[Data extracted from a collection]

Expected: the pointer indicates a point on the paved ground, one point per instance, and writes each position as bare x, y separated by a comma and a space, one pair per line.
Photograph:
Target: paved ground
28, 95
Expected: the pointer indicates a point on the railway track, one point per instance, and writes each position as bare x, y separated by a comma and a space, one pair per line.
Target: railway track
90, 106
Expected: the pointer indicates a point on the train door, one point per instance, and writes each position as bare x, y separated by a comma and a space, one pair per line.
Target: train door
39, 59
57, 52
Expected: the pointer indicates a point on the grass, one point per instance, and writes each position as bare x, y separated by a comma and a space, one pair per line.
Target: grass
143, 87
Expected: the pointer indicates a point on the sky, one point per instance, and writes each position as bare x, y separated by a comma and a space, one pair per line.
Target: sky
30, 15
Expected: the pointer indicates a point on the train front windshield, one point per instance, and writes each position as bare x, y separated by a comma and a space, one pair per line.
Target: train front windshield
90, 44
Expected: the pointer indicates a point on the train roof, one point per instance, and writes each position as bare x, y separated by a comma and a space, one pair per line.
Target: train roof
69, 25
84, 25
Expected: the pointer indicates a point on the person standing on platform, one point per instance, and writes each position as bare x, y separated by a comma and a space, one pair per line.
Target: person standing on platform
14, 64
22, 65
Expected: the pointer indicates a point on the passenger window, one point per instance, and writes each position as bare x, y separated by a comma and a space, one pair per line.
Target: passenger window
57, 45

** Task brief **
Using the same words as the original, repeat the records above.

** Worked solution **
Expected: the pointer indicates a point on the paved ground, one point per instance, and writes each position as bare x, y separated by a comma and a space, one pair per line.
Photograph:
Target: paved ground
28, 95
Expected: the pointer indicates a point on the railway track, one point per instance, and writes each position as bare x, y separated by a comma and a space, one pair per line.
Target: railway track
90, 106
Expected: the pointer indicates a point on the train door, one point per instance, and writes each position as bare x, y separated by a comma and a space, one pair per line.
Target: train door
39, 59
57, 52
Expected: the pointer indicates a point on the grass, one point per instance, and writes each position as bare x, y separated by a comma and a space, one pair per line.
Target: grass
143, 87
Expected: the pointer indicates a point on the sky, one point per instance, and writes each position as bare x, y separated by a comma and a space, one pair per line.
Target: sky
30, 15
Expected: the pointer indicates a point on the train front windshield, one point per instance, and writes each position as bare x, y separated by a comma and a space, one pair per line.
Target: train front windshield
90, 44
Expected: the pointer indicates a point on the train roof, one point per instance, and writes each position as bare x, y separated by a comma and a space, one pair per line.
Target: train roof
69, 25
84, 25
Expected: the pointer indicates a point on the person standing on platform, one point per instance, and writes each position as bare x, y separated by a comma and a space, one pair per line.
Target: person standing on platform
14, 64
22, 65
Expected: the pointer indicates a point on the passenger window, one point per instance, and writes each position as bare x, y separated by a comma and a space, one pair per line.
Target: passenger window
57, 45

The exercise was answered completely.